_CONSIGNES_
a – D'après l'extrait sur Tromelin, quelle superficie couvre la zone économique exclusive de l'île ?
b – Énumérez toutes les richesses de l'espace maritime français que nomme l'extrait sur Tromelin.
c – Poursuivez, s'il vous plaît, l'extrait sur Tromelin après sa dernière phrase.

_EXTRAIT_
------------------------------------

Publié le par Felli Bernard

ABANDONS ET AMBITIONS DE SOUVERAINETE !
ABANDONS ET AMBITIONS DE SOUVERAINETE !

Ouf, on l’a échappé belle ! Sous la pression de quelques députés gaullistes courageux le gouvernement a retiré de l’ordre du jour de l’Assemblée nationale le projet de loi entérinant l’accord-cadre entre la France éternelle et l’île Maurice. Celui-ci acceptait notamment la « cogestion économique », scientifique et environnementale de l’île de Tromelin et de sa zone maritime. Evitée de justesse, la ratification de cet accord aurait clairement signifié un abandon de souveraineté ! A terme, cela aurait abouti en effet à un abandon total, pur et simple de la souveraineté française sur l’île Tromelin et des droits sur sa Zone économique exclusive (ZEE) de 280 000 km2 au profit de Maurice : cette dernière en revendique la paternité depuis des années… et, derrière le statut intermédiaire de « cogestion », continue à fourbir ses armes pour repartir à l’attaque et revendiquer la pleine propriété de cette île stratégique !

POSTE DE COMBAT

Cet abandon de souveraineté créerait un fâcheux précédent risquant de prendre valeur d’une jurisprudence par défaut et susceptible de menacer d’autres sites de l’espace maritime français – le deuxième au monde avec plus de 11 millions de km2 – et ses multiples richesses halieutiques, minières, hydrocarbures et biodiversité. Le député Jacques Myard conclut son communiqué d’urgence par ces mots : « il est nécessaire maintenant que la France se mette en position de mettre en valeur ces gigantesques richesses et protège ses droits sur ces zones maritimes, en dotant notamment la Marine nationale des moyens indispensables comme des frégates rapides d’intervention, qui lui font défaut aujourd’hui ».

------------------------------------

_ENTRÉES AFFICHÉES_

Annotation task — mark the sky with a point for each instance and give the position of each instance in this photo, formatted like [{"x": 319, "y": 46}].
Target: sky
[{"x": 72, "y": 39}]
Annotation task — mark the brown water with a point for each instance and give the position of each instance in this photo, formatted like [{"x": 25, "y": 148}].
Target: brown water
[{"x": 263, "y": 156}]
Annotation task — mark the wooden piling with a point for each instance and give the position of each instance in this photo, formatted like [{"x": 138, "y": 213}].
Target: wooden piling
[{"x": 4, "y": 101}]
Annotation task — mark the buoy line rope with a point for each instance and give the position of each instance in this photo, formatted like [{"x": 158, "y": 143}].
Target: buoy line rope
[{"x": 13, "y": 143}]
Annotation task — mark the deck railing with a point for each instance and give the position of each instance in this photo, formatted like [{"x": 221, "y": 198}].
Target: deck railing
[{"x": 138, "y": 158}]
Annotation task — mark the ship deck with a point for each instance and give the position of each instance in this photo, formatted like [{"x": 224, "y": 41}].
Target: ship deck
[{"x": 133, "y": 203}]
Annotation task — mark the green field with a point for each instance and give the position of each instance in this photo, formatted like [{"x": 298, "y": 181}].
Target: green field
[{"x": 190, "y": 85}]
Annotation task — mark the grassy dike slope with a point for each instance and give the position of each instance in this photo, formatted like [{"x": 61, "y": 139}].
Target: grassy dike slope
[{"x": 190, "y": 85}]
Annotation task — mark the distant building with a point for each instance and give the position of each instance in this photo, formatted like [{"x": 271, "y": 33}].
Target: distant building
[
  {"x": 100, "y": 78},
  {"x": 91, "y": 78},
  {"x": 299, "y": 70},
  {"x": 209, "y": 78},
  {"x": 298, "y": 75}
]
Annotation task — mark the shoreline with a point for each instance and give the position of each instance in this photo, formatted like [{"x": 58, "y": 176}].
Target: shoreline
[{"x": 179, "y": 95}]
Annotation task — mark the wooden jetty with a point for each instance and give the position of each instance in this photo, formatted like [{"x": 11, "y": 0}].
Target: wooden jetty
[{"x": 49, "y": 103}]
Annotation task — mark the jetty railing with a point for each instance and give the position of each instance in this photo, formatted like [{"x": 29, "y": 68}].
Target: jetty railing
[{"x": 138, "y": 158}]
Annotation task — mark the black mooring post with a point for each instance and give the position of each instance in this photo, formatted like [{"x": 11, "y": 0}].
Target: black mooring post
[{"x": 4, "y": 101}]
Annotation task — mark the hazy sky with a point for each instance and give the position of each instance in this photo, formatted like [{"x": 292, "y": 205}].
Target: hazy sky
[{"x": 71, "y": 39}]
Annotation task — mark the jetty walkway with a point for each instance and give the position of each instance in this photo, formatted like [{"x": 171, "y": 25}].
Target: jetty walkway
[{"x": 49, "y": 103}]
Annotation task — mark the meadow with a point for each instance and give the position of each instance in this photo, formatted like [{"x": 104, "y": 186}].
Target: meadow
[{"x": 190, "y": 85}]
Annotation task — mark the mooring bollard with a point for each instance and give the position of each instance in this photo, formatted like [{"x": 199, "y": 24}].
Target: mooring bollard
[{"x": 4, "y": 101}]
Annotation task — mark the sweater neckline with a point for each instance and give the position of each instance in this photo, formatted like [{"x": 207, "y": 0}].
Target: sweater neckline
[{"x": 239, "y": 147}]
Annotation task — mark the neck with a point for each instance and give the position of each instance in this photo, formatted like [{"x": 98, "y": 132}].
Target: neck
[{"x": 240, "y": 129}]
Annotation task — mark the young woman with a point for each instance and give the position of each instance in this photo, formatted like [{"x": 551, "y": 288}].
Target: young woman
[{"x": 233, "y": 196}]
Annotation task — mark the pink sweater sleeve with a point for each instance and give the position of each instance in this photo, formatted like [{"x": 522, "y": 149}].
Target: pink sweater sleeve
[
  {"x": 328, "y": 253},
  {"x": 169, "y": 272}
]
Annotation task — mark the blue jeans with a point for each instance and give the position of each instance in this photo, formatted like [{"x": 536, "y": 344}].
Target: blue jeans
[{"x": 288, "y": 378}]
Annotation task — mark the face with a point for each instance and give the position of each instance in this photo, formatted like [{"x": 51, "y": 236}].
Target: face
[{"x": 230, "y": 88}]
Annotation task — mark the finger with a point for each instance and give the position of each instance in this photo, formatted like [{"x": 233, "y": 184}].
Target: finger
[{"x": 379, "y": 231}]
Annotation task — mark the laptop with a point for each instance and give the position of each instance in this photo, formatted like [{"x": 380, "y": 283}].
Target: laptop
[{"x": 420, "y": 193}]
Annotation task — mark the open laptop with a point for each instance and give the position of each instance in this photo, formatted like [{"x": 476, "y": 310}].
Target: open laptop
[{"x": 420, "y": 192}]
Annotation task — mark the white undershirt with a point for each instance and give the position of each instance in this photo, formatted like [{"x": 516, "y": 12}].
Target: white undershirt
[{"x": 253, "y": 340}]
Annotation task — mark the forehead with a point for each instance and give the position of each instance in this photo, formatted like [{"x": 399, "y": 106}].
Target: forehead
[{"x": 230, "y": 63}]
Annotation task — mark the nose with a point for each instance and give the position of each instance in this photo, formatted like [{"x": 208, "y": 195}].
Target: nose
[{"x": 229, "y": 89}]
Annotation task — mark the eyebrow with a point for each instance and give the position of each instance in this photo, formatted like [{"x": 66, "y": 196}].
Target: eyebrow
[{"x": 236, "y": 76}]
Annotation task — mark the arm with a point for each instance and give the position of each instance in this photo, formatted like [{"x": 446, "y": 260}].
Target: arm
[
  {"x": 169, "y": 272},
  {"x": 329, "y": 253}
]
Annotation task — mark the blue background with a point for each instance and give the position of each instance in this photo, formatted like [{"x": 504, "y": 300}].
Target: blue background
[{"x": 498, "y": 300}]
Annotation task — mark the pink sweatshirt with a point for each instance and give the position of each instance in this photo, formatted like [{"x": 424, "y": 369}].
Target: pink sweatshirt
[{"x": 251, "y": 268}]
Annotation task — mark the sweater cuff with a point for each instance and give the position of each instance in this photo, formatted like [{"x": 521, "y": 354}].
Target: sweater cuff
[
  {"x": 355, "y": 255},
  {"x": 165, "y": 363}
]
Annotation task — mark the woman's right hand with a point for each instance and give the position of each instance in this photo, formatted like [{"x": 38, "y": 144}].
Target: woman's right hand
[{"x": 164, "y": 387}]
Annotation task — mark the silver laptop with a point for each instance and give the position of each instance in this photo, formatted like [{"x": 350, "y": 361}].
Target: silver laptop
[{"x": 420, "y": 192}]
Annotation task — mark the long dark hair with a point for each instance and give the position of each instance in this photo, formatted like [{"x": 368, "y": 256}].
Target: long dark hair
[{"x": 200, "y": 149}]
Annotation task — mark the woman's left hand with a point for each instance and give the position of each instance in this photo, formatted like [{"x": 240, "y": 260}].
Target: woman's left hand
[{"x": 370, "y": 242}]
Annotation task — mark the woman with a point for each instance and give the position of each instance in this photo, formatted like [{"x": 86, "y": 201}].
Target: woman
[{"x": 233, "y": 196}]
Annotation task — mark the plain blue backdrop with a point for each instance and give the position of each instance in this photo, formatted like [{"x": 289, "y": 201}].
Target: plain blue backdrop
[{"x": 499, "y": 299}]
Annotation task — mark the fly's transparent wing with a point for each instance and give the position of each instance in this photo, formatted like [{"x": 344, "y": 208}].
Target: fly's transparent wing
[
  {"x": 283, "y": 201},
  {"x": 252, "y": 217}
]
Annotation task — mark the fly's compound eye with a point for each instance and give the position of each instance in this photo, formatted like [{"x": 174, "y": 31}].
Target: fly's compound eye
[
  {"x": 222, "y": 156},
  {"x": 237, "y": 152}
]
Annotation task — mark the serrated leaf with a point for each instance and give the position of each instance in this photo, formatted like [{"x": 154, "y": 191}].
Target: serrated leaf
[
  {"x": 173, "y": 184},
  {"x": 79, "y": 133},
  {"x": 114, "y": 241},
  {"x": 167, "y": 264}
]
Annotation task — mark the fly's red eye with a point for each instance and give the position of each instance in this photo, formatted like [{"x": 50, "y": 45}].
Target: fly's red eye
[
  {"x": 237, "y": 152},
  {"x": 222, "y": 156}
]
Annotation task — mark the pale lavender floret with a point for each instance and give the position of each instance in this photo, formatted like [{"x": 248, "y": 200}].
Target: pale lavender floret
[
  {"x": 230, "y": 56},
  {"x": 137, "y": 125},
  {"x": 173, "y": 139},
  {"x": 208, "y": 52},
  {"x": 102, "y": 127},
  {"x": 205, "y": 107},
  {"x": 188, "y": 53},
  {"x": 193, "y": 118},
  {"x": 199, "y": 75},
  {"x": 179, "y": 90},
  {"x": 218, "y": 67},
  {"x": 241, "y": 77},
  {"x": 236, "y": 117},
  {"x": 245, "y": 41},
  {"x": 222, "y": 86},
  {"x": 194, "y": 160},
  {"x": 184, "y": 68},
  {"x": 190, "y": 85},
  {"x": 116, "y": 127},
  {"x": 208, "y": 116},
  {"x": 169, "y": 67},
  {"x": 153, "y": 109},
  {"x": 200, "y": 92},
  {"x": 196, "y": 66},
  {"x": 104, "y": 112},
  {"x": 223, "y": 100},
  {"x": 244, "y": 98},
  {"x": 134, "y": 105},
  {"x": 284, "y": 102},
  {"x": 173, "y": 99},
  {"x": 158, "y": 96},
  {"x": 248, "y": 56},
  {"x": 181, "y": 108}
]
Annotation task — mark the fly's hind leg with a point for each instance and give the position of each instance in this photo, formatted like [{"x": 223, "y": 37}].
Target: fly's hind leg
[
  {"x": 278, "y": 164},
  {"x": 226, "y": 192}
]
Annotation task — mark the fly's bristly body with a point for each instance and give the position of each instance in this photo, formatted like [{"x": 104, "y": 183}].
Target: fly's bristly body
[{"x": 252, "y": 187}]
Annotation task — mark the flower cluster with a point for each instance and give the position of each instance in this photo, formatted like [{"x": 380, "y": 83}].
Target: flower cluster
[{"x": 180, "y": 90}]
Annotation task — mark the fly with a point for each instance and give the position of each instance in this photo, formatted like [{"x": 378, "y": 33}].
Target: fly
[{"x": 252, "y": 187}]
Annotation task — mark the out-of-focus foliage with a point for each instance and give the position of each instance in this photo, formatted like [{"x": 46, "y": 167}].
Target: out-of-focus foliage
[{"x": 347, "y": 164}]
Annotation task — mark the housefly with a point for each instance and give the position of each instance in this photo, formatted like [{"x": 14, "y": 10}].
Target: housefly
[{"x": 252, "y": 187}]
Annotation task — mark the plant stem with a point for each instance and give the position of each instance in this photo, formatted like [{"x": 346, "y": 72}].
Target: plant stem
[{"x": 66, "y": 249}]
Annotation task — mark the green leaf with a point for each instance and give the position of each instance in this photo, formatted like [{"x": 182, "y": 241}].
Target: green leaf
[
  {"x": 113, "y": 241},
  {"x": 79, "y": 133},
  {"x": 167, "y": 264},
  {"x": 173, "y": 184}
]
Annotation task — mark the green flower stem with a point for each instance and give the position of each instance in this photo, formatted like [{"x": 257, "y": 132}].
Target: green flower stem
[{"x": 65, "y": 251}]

------------------------------------

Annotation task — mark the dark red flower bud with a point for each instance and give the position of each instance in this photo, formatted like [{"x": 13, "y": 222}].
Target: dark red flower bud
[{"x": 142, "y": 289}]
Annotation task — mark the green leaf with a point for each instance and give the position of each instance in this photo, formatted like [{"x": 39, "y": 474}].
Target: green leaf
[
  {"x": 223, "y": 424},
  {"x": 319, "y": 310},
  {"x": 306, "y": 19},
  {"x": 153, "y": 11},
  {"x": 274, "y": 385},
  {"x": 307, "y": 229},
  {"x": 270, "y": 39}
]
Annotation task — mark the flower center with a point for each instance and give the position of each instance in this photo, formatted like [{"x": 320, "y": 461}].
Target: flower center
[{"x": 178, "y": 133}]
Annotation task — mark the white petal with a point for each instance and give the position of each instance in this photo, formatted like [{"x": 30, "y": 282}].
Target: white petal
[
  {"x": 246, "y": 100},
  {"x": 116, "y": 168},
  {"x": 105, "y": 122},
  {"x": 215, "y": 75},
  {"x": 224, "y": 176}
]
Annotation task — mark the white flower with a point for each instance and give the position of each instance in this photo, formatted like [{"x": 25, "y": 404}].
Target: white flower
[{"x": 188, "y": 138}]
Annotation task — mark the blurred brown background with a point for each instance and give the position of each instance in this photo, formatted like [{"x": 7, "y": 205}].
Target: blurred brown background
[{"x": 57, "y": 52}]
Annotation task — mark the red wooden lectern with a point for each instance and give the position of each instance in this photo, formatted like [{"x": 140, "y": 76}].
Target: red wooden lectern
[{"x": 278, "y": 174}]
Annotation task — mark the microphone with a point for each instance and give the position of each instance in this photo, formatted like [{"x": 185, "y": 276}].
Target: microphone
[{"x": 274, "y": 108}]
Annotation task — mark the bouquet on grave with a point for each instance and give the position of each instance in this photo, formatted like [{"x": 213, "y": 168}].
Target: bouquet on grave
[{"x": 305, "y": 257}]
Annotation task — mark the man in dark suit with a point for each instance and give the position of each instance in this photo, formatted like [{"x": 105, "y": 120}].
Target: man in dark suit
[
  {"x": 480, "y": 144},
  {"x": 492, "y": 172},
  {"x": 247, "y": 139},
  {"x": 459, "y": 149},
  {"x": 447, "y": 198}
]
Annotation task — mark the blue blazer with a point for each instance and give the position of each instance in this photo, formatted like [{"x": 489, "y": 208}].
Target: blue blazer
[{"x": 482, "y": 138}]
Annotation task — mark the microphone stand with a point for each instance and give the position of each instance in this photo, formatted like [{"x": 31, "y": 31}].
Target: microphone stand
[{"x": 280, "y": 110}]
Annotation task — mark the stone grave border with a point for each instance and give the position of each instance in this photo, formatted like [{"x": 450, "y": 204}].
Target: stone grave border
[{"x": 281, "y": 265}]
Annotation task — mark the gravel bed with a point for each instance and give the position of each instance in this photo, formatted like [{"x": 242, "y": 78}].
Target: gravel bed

------------------------------------

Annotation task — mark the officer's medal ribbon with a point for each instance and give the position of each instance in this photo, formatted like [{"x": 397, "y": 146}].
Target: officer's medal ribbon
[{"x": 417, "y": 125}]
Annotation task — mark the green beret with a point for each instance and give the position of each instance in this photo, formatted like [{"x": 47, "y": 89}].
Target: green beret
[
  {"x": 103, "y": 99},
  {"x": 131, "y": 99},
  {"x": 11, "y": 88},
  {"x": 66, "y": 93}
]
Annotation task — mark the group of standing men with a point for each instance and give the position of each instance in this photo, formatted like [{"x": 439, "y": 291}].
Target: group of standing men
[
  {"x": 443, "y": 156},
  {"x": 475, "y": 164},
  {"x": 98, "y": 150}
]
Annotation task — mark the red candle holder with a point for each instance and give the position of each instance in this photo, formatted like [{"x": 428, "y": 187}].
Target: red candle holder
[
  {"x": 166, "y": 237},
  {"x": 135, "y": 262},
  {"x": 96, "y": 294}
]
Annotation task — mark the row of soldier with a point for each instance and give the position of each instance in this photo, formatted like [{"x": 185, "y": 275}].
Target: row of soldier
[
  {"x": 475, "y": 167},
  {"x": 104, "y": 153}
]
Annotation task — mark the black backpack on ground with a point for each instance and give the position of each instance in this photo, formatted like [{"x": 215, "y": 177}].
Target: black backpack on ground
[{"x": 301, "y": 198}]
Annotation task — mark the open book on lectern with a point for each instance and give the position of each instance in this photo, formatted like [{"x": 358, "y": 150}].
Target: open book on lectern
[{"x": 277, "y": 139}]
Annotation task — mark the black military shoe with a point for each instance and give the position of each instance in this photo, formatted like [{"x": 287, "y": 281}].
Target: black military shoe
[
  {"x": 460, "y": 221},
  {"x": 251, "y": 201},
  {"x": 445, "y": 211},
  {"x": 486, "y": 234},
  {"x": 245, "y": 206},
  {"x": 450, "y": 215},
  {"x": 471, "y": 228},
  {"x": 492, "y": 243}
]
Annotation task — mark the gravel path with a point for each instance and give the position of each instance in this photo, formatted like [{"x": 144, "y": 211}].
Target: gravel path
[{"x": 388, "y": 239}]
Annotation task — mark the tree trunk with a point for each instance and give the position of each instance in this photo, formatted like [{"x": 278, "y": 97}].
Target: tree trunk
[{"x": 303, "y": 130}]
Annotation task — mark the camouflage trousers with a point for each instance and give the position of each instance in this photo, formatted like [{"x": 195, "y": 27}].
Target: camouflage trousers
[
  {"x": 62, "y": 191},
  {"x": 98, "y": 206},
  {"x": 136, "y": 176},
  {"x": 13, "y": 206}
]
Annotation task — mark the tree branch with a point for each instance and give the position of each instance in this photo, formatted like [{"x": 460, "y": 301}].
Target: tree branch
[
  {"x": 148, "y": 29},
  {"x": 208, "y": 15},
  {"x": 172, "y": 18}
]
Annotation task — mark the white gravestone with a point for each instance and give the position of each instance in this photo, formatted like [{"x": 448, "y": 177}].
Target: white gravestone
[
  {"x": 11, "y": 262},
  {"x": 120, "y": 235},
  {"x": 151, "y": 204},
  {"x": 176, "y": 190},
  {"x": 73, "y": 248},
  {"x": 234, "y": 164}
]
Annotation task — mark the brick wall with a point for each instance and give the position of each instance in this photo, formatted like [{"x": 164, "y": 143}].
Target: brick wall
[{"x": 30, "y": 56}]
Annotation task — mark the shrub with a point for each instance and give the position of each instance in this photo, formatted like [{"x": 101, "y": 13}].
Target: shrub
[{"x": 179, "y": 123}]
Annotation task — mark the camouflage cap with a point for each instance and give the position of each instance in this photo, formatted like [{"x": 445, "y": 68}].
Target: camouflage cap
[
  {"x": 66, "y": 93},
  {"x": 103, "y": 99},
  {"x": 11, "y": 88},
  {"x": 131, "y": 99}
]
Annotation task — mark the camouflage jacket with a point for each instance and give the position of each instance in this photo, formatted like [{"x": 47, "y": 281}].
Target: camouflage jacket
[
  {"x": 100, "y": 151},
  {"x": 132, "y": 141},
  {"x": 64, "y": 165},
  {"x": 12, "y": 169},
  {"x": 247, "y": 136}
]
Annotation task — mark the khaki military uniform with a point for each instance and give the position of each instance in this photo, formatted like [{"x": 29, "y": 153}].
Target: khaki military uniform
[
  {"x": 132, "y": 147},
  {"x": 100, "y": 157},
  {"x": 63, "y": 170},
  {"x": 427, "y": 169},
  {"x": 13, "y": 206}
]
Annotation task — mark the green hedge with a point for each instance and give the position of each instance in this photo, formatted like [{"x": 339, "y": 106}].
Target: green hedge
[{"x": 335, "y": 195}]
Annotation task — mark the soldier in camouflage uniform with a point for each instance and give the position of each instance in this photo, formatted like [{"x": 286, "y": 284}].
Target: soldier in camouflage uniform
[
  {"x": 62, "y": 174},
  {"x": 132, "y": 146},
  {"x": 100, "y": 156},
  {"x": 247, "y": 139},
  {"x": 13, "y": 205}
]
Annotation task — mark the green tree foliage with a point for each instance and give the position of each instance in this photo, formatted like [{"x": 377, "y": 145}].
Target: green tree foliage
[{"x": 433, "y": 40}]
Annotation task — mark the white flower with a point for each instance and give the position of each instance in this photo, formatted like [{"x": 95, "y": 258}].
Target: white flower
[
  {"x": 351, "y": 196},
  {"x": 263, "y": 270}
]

------------------------------------

_RÉSULTATS_
a – Elle couvre 280 000 km2.

b –
- Les richesses halieutiques
- Les richesses minières
- Les hydrocarbures
- La biodiversité

c –
Notre ami Jean-Dominique Giuliani a, lui aussi rappelé au poste de combat : « un micro-territoire français, l’île Tromelin est l’objet d’une contestation indue de la République mauricienne qui ne cesse d’en revendiquer la souveraineté, pourtant incontestablement française depuis 1722. Une portion de sable dira-t-on ? Mais surtout 280 000 Km2 de Zone économique exclusive, sur laquelle la souveraineté française s’exerce pour la pêche, la protection de l’environnement, la recherche historique et scientifique. Rien qui soit susceptible d’intéresser vraiment les bureaux parisiens ! Mais pourtant, il s’agit d’une richesse, celle de la mer, de ses profondeurs, de ses entrailles, de sa surface, celle de nos Outre-mer et de ses potentialités présentes et futures, dûment exploitée par des populations attachées à la France et protégés par une Marine nationale experte et vigilante ». Et au-delà, il s’agit pour celle-ci d’assurer toutes les missions de sécurisation des voies maritimes.

Notre diplomatie redoute-t-elle à ce point l’hyperpuissante République mauricienne pour ainsi baisser pavillon dans des conditions aussi humiliantes qu’incompréhensibles ? Dans cette perspective, qu’adviendra-t-il alors des contestations récurrentes touchant Mayotte, les îles Matthew et Hunter au large du Vanuatu, de même que les dépendances de la Réunion, les îles Eparses dans le canal de Mozambique et demain, pourquoi pas les Antilles et la Guyane ? Lâcheté, incompétence, voire les deux réunies en un renoncement qui confine à une déconstruction de l’amour de la France, à un accompagnement du chien crevé au fil de l’eau, à une honte de soi qui se soucie davantage de la défense et de la reproduction des privilèges que de l’avenir de notre pays et de ses enfants !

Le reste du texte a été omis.